課題: 大田区の坂を紹介する文章のうち、「⑤いろは坂(階段)(#558)」から「⑥大山坂(おおやまざか)(#559)」までの部分を、両端の語句も含めてそのまま書き写してください。

本文抜粋:
* * * * *
富士見坂 ふじみざか この坂道は,大正末期ごろから行われた耕地整理によって出来た道である。ここからは,富士山がよく見えるので,富士見坂と呼ぶようになったといわれている。昭和六十年三月 大田区
現在は樹木に隠されて 富士山を見ることはできない。命名時期=大正末期
田園調布せせらぎ公園
かつての多摩川園遊園地で、その後民間のテニスクラブであった土地を整備した水と緑に囲まれた豊かな自然を感じることのできる公園です。園内には大きな湧水池が2か所あり、様々な水生生物が生息しています。春にはサクラ、ヤエザクラ、など楽しめ、秋にはイロハモミジの紅葉を楽しむことができます。また3か所の多目的広場は子どもと大人で毎日のように賑わっています。(大田区HP)
⑤いろは坂(階段)(#558)
大田区田園調布1丁目。東急多摩川駅前の田園調布せせらぎ公園内の3つの坂の一つ。ジグザグに曲がりながら北に上る。80m。急な階段。ジグザグに曲がりながら上る階段坂。標識はないが,公園の案内図に坂名が書かれている。田園調布せせらぎ公園は 大田区が2008年に開設した新しい公園。命名時期=2008年
⑥大山坂(おおやまざか)(#559)
* * * * *
表示データ:
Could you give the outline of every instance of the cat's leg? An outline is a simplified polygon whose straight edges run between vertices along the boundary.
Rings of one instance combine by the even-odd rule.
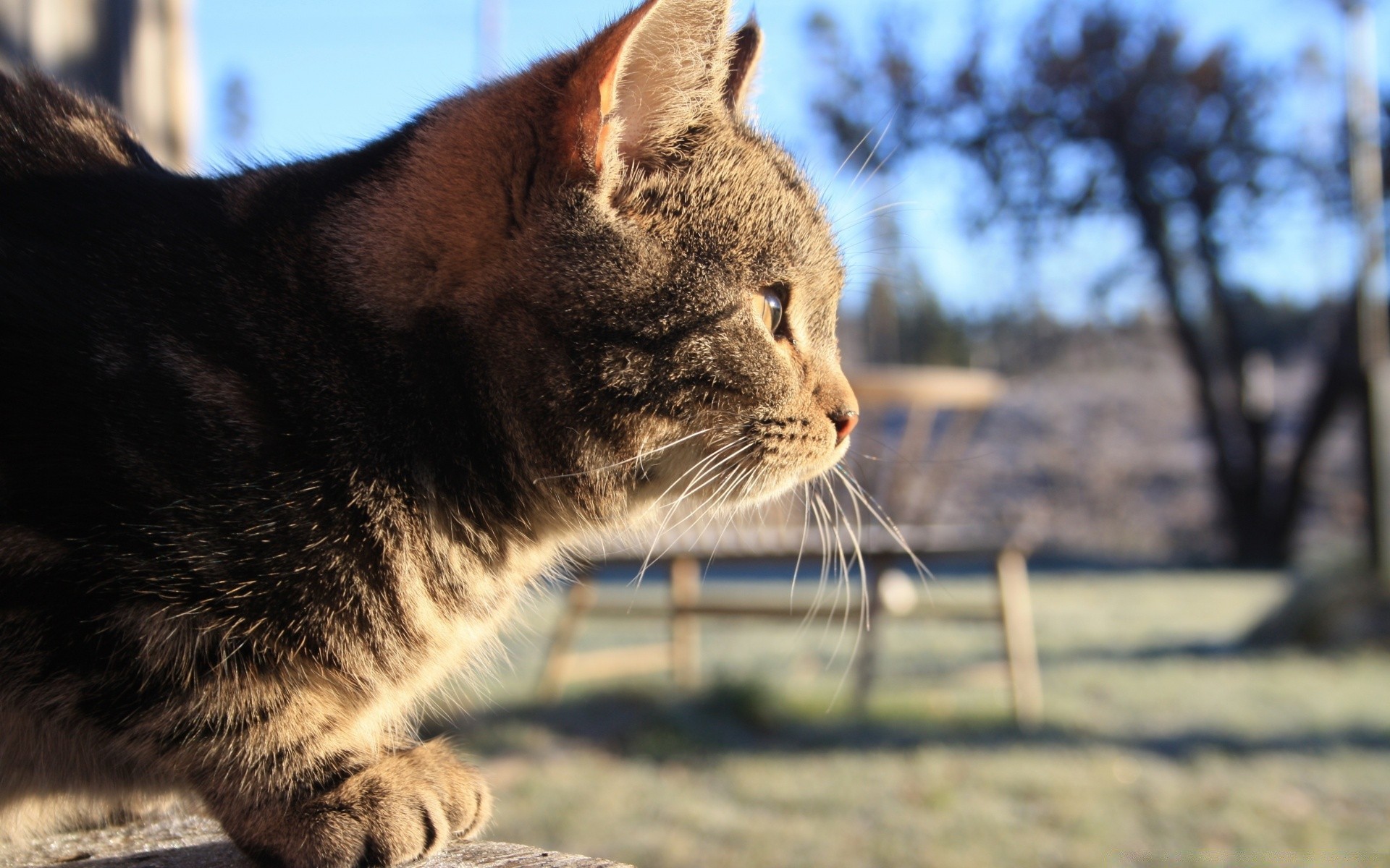
[[[456,835],[477,835],[492,801],[478,771],[441,740],[386,754],[316,789],[288,799],[208,793],[208,801],[247,856],[285,868],[409,862]]]

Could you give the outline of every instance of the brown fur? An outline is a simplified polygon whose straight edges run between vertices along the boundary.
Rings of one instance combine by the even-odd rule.
[[[842,457],[837,249],[726,32],[649,0],[215,181],[0,79],[0,835],[165,792],[267,865],[475,835],[486,786],[411,715],[537,576]]]

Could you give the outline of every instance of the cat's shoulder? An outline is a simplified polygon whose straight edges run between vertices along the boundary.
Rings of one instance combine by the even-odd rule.
[[[111,169],[160,167],[110,107],[39,72],[0,72],[0,182]]]

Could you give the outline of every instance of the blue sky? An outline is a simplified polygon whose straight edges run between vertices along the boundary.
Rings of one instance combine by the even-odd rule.
[[[195,26],[202,76],[203,135],[199,151],[208,171],[234,158],[260,162],[353,147],[400,124],[432,100],[475,81],[480,71],[524,68],[548,51],[594,33],[631,4],[626,0],[502,0],[500,57],[480,57],[480,0],[197,0]],[[735,14],[748,14],[738,0]],[[1001,233],[969,236],[956,225],[970,179],[949,160],[924,160],[888,185],[835,178],[840,158],[816,131],[809,111],[820,78],[806,46],[806,19],[824,10],[851,31],[867,33],[884,10],[919,21],[922,54],[951,57],[976,15],[1016,28],[1037,11],[1036,0],[934,3],[897,0],[762,0],[764,56],[756,97],[763,128],[781,139],[826,190],[851,267],[848,300],[863,296],[874,268],[865,214],[894,206],[905,247],[948,307],[986,312],[999,306],[1038,303],[1066,317],[1087,315],[1094,276],[1131,249],[1126,225],[1095,221],[1036,262],[1020,268]],[[1329,86],[1309,106],[1290,108],[1290,122],[1319,128],[1336,122],[1341,29],[1332,0],[1133,0],[1123,6],[1166,11],[1182,21],[1191,44],[1236,42],[1266,62],[1290,62],[1315,44],[1327,58]],[[1390,69],[1390,35],[1380,28],[1380,68]],[[243,142],[224,132],[227,82],[246,83],[250,128]],[[1383,76],[1384,78],[1384,76]],[[853,167],[851,167],[853,168]],[[1279,296],[1309,299],[1343,286],[1354,250],[1347,233],[1326,226],[1311,210],[1277,215],[1258,233],[1262,244],[1237,262],[1237,276]],[[1143,279],[1116,292],[1111,314],[1152,301]]]

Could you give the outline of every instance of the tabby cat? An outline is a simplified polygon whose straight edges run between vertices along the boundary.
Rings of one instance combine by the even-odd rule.
[[[0,76],[0,837],[168,793],[264,865],[477,835],[486,786],[413,708],[518,594],[844,456],[837,247],[728,15],[648,0],[222,178]]]

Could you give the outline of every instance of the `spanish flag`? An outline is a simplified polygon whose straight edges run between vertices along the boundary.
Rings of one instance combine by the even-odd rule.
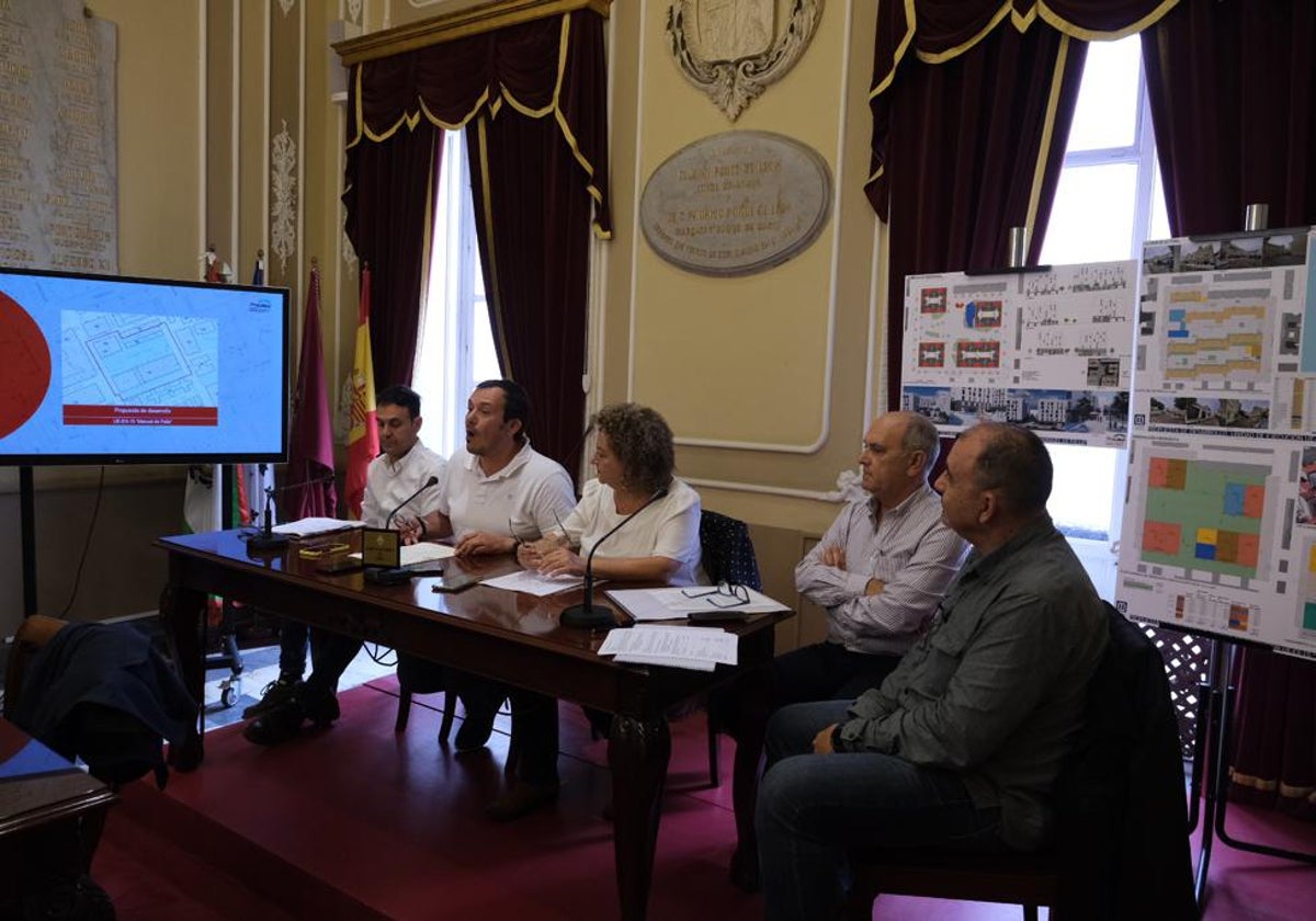
[[[361,270],[361,308],[357,317],[357,358],[351,366],[351,428],[347,432],[347,513],[361,518],[366,496],[366,470],[379,454],[375,428],[375,366],[370,359],[370,267]]]

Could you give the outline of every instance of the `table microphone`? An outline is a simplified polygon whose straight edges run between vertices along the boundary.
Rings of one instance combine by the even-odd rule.
[[[321,483],[332,483],[333,471],[321,474],[315,479],[309,479],[304,483],[287,483],[280,487],[266,487],[265,488],[265,512],[261,516],[265,518],[261,525],[261,530],[247,538],[247,547],[251,550],[283,550],[288,546],[292,539],[288,534],[275,534],[274,533],[274,496],[275,493],[284,492],[286,489],[297,489],[304,485],[320,485]]]
[[[562,609],[562,617],[559,618],[562,626],[587,626],[590,629],[605,630],[617,625],[617,621],[612,614],[612,608],[604,604],[596,605],[594,603],[594,554],[597,553],[599,546],[604,541],[621,530],[628,521],[666,495],[667,487],[658,489],[654,495],[645,500],[644,505],[619,521],[612,530],[594,542],[594,546],[590,547],[590,555],[586,557],[584,560],[584,600],[580,604],[572,604],[570,608]]]
[[[384,518],[384,528],[386,529],[391,528],[392,524],[393,524],[393,518],[397,516],[399,512],[401,512],[407,507],[407,503],[409,503],[412,499],[415,499],[420,493],[425,492],[425,489],[430,488],[432,485],[438,485],[438,478],[437,476],[430,476],[428,480],[425,480],[425,483],[421,485],[420,489],[417,489],[412,495],[407,496],[407,499],[404,499],[400,503],[397,503],[397,507],[392,512],[388,513],[387,518]],[[404,582],[408,582],[413,575],[415,575],[415,572],[412,572],[411,570],[408,570],[405,566],[367,566],[366,567],[366,582],[372,582],[376,585],[399,585],[399,584],[401,584]]]
[[[425,484],[421,485],[420,489],[417,489],[412,495],[407,496],[407,499],[401,500],[397,504],[397,508],[395,508],[392,512],[390,512],[388,517],[384,518],[384,528],[392,528],[392,525],[393,525],[393,516],[396,516],[399,512],[401,512],[404,508],[407,508],[407,503],[409,503],[412,499],[415,499],[420,493],[425,492],[425,489],[430,488],[432,485],[438,485],[438,478],[437,476],[430,476],[428,480],[425,480]]]

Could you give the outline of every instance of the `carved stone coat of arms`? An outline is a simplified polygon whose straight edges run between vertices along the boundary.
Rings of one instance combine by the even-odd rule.
[[[672,0],[676,67],[736,121],[808,47],[822,0]]]

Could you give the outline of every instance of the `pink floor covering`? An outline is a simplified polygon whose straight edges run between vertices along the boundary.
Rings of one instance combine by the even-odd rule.
[[[333,729],[274,749],[240,726],[207,735],[199,771],[164,793],[124,791],[93,876],[124,921],[163,918],[612,918],[617,917],[605,743],[562,705],[562,797],[512,825],[483,804],[501,784],[505,716],[486,751],[436,742],[441,697],[417,699],[393,733],[391,679],[341,696]],[[722,770],[729,775],[724,741]],[[1229,809],[1244,839],[1316,853],[1316,826]],[[1194,839],[1196,842],[1196,837]],[[758,918],[762,903],[726,882],[734,843],[730,785],[708,785],[701,714],[672,725],[650,918]],[[1196,849],[1196,843],[1194,843]],[[1194,850],[1196,854],[1196,850]],[[1212,857],[1208,921],[1316,917],[1316,867],[1244,854]],[[1045,914],[1044,914],[1045,916]],[[1017,907],[886,896],[874,918],[1000,921]]]

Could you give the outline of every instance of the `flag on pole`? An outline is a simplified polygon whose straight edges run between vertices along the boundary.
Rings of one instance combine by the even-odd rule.
[[[320,334],[320,266],[311,261],[311,289],[301,320],[301,355],[292,392],[292,433],[284,472],[283,508],[287,520],[334,517],[333,434],[325,392],[324,343]]]
[[[375,428],[375,364],[370,358],[370,266],[361,270],[361,308],[357,312],[357,358],[351,366],[351,428],[347,430],[347,514],[361,518],[366,497],[366,471],[379,454]]]

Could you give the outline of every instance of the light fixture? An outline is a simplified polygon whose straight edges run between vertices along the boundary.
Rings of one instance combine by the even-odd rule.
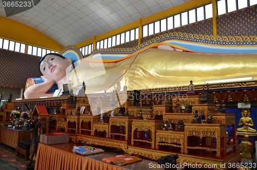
* * * * *
解答:
⑤いろは坂(階段)(#558)
大田区田園調布1丁目。東急多摩川駅前の田園調布せせらぎ公園内の3つの坂の一つ。ジグザグに曲がりながら北に上る。80m。急な階段。ジグザグに曲がりながら上る階段坂。標識はないが,公園の案内図に坂名が書かれている。田園調布せせらぎ公園は 大田区が2008年に開設した新しい公園。命名時期=2008年
⑥大山坂(おおやまざか)(#559)